Ejercicios |
[1] En el texto sobre el debate, ¿cuántas semanas faltaban para la elección cuando la candidatura de Hillary Clinton estaba desinflada?
[2] Por favor, resume el texto sobre el debate en dos oraciones.

Fragmento del texto |
◇ ◇ ◇ ◇ ◇ ◇ ◇
Este debate no se trataba de propuestas, ni de políticas públicas, ni de planes detallados con números y metodologías. En el tiempo del miedo y la incertidumbre, lo que el electorado estadounidense evaluó fue el talante de los contendientes, donde el inquebrantable triunfaría y el quebradizo perdería. Nuestros vecinos del norte buscaban seguridad; por tanto, se fijaron en la firmeza, la entereza, la voluntad, el genio y la energía.

Hillary Clinton no pertenece a esta era de emotividad acogedora. Ella es de la vieja escuela: opera en el ámbito del protocolo distante. Es acartonada, poco carismática, su voz pesada y monótona. Por eso no emociona ni alienta. Y por eso, a siete semanas de la elección, su candidatura estaba desinflada y, según algunas encuestas, peligrosamente empatada con la del bufón. De modo que, en este debate, Hillary tenía la difícil tarea de conectar con la audiencia. No necesariamente a través del histrionismo y la teatralidad: aquello hubiera parecido fabricado e inauténtico; pero sí a través de una serie de expresiones emotivas apuntadas a la proyección de eso que reclama nuestro tiempo: certidumbre. Y creo que, sin alejarse mucho de su naturaleza, lo logró: la mayor parte del debate se mostró segura, templada, resistente a los embates de su oponente, eficaz frente a las provocaciones; no titubeó en ningún asunto delicado; esquivó los ataques; contestó con humor, enjundia, y en ocasiones mordacidad e ironía. En definitiva, tuvo el control: comunicó seguridad.
◇ ◇ ◇ ◇ ◇ ◇ ◇
Datos proporcionados |

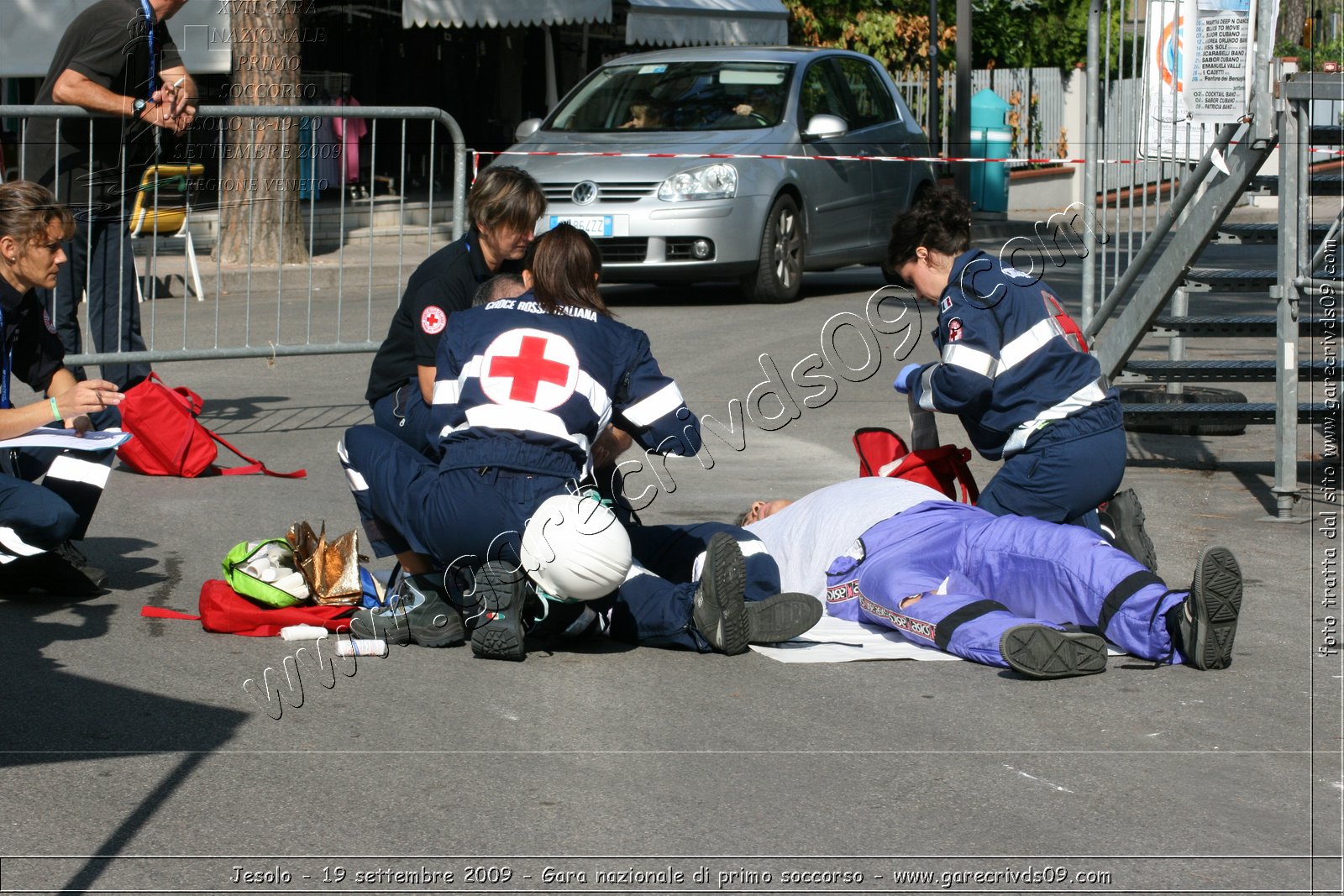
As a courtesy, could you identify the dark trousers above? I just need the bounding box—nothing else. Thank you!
[43,217,150,391]
[605,522,780,652]
[0,448,116,561]
[976,427,1125,533]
◇ ◇ ◇ ◇ ◇ ◇ ◇
Respuestas por tarea |
[1] Faltaban siete semanas.

[2] En un tiempo de miedo e incertidumbre, el electorado estadounidense no evaluó propuestas en el debate, sino el talante de los contendientes, y buscó firmeza y seguridad. Según el texto, Hillary Clinton, acartonada y poco carismática y con una candidatura desinflada, logró mostrarse segura, templada y resistente a los ataques de su oponente, de modo que tuvo el control y comunicó seguridad.